[Referring expression pointing data]
====
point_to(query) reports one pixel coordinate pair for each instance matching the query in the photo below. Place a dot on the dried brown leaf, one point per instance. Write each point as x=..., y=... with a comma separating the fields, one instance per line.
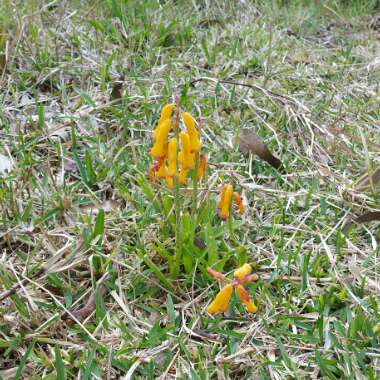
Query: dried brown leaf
x=250, y=142
x=107, y=206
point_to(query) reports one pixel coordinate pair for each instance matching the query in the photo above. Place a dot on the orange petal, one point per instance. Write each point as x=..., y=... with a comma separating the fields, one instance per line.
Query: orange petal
x=221, y=301
x=242, y=272
x=246, y=299
x=217, y=275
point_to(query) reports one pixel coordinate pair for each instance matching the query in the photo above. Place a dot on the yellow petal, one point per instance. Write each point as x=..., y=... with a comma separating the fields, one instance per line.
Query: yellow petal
x=225, y=201
x=242, y=272
x=202, y=167
x=172, y=156
x=185, y=157
x=221, y=301
x=169, y=181
x=166, y=112
x=195, y=143
x=159, y=148
x=183, y=176
x=161, y=173
x=239, y=202
x=246, y=299
x=162, y=123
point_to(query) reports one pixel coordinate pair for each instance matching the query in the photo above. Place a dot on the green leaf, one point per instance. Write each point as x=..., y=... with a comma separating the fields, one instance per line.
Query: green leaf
x=23, y=361
x=99, y=224
x=88, y=369
x=59, y=367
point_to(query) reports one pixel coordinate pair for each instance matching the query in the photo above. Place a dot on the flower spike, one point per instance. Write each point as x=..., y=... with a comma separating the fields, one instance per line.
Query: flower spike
x=159, y=148
x=239, y=202
x=242, y=272
x=195, y=142
x=185, y=157
x=172, y=157
x=202, y=167
x=242, y=275
x=246, y=299
x=225, y=201
x=166, y=113
x=221, y=301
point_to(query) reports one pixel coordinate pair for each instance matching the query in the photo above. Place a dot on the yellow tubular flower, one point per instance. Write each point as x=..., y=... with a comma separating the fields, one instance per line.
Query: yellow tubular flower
x=195, y=143
x=169, y=181
x=182, y=176
x=202, y=167
x=152, y=174
x=172, y=157
x=166, y=112
x=225, y=201
x=246, y=299
x=239, y=202
x=242, y=272
x=185, y=157
x=159, y=148
x=161, y=172
x=221, y=301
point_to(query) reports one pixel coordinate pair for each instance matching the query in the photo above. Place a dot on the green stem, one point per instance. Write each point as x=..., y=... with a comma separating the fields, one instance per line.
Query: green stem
x=195, y=187
x=177, y=207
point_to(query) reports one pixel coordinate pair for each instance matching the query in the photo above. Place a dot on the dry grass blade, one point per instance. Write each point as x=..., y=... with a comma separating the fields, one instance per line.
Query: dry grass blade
x=90, y=305
x=250, y=142
x=365, y=218
x=368, y=181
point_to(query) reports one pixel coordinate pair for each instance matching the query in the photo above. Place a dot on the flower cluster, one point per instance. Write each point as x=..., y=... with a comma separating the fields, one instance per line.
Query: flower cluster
x=166, y=150
x=225, y=201
x=222, y=299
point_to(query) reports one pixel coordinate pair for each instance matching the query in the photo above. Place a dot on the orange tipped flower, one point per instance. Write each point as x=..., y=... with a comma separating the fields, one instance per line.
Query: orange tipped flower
x=159, y=148
x=242, y=275
x=169, y=181
x=195, y=142
x=152, y=173
x=162, y=172
x=225, y=201
x=172, y=157
x=242, y=272
x=221, y=301
x=202, y=167
x=183, y=176
x=246, y=299
x=239, y=202
x=185, y=157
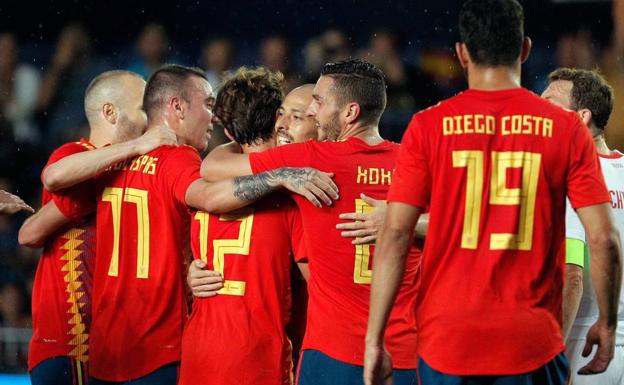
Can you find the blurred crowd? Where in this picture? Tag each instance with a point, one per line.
(41, 106)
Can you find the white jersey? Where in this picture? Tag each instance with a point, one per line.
(613, 171)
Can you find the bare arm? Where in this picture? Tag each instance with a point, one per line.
(572, 293)
(225, 161)
(231, 194)
(38, 227)
(393, 244)
(10, 204)
(83, 166)
(605, 267)
(365, 225)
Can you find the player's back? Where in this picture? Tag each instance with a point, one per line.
(499, 166)
(340, 272)
(238, 336)
(61, 303)
(142, 229)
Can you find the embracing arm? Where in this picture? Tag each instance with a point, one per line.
(85, 165)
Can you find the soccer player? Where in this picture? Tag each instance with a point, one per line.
(494, 164)
(348, 100)
(587, 93)
(142, 228)
(239, 336)
(59, 349)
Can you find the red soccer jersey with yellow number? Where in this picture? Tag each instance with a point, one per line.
(239, 336)
(495, 168)
(139, 304)
(340, 273)
(61, 296)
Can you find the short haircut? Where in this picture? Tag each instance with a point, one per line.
(589, 90)
(102, 84)
(247, 103)
(167, 81)
(359, 81)
(493, 31)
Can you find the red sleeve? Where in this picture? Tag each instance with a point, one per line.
(290, 155)
(411, 181)
(586, 185)
(179, 170)
(76, 201)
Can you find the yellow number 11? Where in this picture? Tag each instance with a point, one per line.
(500, 194)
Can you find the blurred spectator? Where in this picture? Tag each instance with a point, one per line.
(275, 55)
(63, 86)
(333, 45)
(153, 48)
(216, 59)
(19, 86)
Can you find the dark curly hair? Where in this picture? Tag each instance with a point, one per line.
(493, 31)
(247, 102)
(359, 81)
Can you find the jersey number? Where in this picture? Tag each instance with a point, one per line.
(239, 246)
(117, 195)
(361, 273)
(500, 194)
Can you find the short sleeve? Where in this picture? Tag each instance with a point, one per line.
(290, 155)
(586, 185)
(411, 181)
(179, 170)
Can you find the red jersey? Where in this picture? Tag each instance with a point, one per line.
(340, 272)
(495, 168)
(61, 295)
(139, 305)
(239, 336)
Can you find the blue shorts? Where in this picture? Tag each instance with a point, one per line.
(555, 372)
(59, 371)
(165, 375)
(316, 368)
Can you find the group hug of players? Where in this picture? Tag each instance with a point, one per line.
(481, 304)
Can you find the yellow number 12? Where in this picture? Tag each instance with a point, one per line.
(500, 194)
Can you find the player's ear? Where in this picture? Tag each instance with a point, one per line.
(462, 54)
(176, 105)
(526, 49)
(352, 112)
(585, 115)
(109, 112)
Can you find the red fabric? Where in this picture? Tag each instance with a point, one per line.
(338, 306)
(138, 321)
(486, 311)
(241, 339)
(61, 296)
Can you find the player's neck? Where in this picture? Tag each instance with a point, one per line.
(601, 145)
(493, 78)
(369, 134)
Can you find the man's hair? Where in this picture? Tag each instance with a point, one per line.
(247, 103)
(589, 90)
(169, 80)
(359, 81)
(106, 83)
(493, 31)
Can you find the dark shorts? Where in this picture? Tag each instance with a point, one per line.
(165, 375)
(60, 371)
(555, 372)
(316, 368)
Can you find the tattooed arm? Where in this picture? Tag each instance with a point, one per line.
(231, 194)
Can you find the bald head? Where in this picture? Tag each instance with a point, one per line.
(113, 102)
(293, 125)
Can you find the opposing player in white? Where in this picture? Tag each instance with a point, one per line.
(588, 93)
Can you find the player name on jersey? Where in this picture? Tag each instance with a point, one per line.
(489, 125)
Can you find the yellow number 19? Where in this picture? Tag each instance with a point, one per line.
(500, 194)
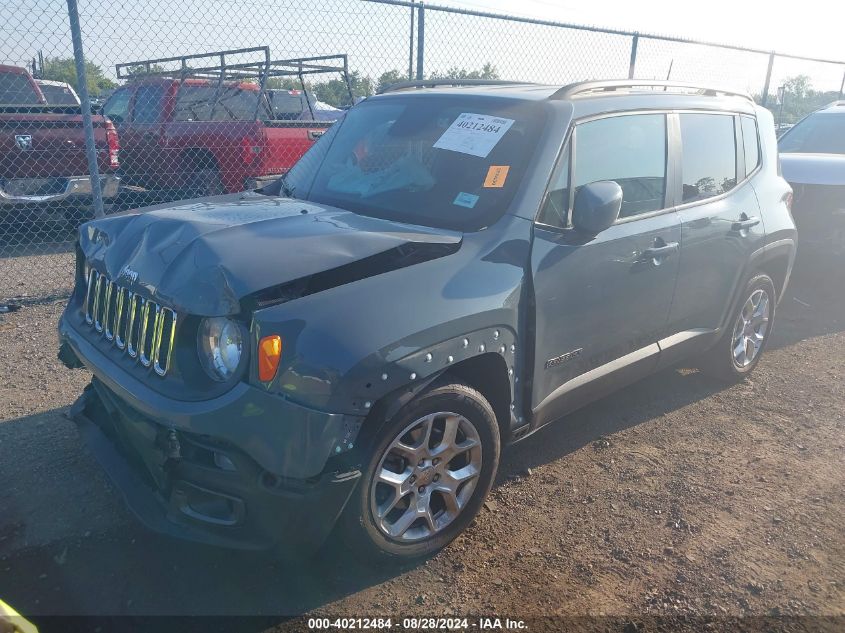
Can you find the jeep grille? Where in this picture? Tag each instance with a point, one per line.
(142, 328)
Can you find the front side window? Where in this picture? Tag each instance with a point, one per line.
(16, 89)
(630, 150)
(708, 144)
(448, 162)
(232, 102)
(147, 104)
(750, 143)
(819, 133)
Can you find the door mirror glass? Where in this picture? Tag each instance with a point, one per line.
(597, 206)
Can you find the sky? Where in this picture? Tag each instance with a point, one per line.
(376, 37)
(812, 28)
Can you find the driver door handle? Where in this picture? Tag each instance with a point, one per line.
(656, 252)
(745, 222)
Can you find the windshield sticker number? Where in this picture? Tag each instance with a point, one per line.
(474, 134)
(467, 200)
(496, 176)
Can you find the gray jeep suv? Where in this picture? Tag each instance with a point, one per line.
(446, 271)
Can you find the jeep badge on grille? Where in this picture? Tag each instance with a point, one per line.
(127, 273)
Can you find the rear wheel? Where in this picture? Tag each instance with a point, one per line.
(739, 350)
(426, 477)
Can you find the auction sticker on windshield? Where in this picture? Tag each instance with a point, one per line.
(474, 134)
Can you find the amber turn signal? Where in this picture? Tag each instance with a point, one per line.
(269, 353)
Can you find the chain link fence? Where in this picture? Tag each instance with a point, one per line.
(204, 97)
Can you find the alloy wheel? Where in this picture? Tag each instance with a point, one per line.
(426, 477)
(751, 328)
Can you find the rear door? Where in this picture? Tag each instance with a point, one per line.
(603, 302)
(721, 223)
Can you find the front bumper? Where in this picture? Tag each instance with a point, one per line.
(46, 190)
(246, 470)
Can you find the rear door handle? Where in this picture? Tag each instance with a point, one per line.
(745, 223)
(657, 252)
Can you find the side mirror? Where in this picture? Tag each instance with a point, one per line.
(597, 207)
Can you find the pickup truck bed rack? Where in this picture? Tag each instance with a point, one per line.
(201, 66)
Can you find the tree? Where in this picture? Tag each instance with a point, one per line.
(64, 69)
(488, 71)
(798, 99)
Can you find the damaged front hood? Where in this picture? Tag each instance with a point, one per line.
(813, 169)
(203, 257)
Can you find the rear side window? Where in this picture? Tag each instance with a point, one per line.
(709, 155)
(15, 89)
(117, 107)
(630, 150)
(147, 104)
(58, 94)
(750, 143)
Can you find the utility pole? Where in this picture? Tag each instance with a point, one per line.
(411, 48)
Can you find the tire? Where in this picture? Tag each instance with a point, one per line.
(416, 536)
(751, 324)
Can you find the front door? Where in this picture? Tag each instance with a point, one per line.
(721, 221)
(602, 302)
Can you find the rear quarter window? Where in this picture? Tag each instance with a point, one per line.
(629, 150)
(708, 143)
(147, 104)
(15, 89)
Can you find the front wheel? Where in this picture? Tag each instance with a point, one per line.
(429, 471)
(205, 182)
(739, 350)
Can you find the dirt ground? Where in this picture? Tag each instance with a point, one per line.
(675, 497)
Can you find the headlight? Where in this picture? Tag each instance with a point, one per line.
(220, 347)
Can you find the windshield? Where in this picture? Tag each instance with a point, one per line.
(447, 162)
(820, 133)
(15, 89)
(58, 94)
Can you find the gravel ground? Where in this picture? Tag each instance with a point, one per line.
(674, 497)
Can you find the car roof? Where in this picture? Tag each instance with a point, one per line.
(591, 97)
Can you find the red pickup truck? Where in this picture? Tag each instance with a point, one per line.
(206, 134)
(43, 166)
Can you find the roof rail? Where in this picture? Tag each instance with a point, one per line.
(612, 85)
(434, 83)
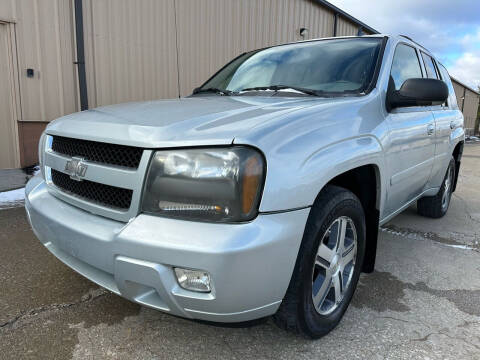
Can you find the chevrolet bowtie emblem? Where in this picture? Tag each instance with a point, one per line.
(76, 168)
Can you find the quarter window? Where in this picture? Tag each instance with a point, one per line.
(405, 65)
(429, 66)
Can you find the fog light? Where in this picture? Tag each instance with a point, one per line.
(193, 280)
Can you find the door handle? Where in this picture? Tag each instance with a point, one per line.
(430, 129)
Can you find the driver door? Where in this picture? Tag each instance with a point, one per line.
(410, 143)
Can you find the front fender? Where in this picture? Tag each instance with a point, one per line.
(294, 180)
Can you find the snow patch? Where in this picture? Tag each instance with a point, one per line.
(12, 199)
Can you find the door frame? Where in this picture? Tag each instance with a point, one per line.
(14, 84)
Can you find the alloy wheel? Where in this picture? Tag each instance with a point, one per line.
(334, 265)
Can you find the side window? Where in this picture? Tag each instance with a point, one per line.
(452, 100)
(429, 66)
(405, 65)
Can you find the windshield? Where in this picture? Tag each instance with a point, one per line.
(336, 66)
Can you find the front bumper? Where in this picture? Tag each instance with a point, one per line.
(250, 263)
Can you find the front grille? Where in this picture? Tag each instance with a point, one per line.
(112, 154)
(107, 195)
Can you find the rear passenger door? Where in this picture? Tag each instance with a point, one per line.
(410, 144)
(448, 120)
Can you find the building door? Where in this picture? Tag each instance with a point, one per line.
(8, 133)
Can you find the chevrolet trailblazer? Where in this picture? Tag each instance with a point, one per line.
(262, 192)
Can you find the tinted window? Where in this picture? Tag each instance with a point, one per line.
(430, 67)
(328, 66)
(446, 78)
(405, 65)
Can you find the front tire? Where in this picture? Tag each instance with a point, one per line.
(437, 206)
(328, 265)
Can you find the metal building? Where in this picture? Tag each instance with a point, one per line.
(62, 56)
(468, 101)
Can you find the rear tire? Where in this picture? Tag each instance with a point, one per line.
(437, 206)
(328, 266)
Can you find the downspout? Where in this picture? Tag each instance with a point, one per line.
(335, 22)
(82, 76)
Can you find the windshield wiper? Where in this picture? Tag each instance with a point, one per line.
(213, 90)
(283, 87)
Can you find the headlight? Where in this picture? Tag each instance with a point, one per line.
(218, 184)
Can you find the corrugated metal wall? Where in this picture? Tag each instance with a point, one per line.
(468, 101)
(9, 154)
(138, 50)
(42, 30)
(470, 109)
(130, 49)
(131, 46)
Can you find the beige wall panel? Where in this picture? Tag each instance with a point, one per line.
(45, 44)
(458, 92)
(8, 139)
(346, 28)
(7, 10)
(212, 32)
(470, 109)
(130, 50)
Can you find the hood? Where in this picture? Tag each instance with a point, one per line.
(200, 120)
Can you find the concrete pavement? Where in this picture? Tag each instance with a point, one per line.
(422, 302)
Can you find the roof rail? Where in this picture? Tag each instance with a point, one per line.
(409, 38)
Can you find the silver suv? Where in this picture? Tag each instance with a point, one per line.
(262, 192)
====
● Exercise objective
Leave the pictures out, and restate exactly the lines from the start of the records through the one that contains "orange petal, one".

● Written answer
point_to(query) reports one pixel coordinate pair for each instance matching the query in the photo below. Place a dot on the dried brown leaf, one point per instance. Write each point as x=..., y=... with a comma separating the fields, one instance per line.
Query: dried brown leaf
x=250, y=142
x=107, y=206
point_to(query) reports one pixel coordinate pair for each instance matching the query in the photo above. Place a dot on the orange petal, one point per instance. Write each point as x=..., y=... with a comma separating the fields, one instance per line.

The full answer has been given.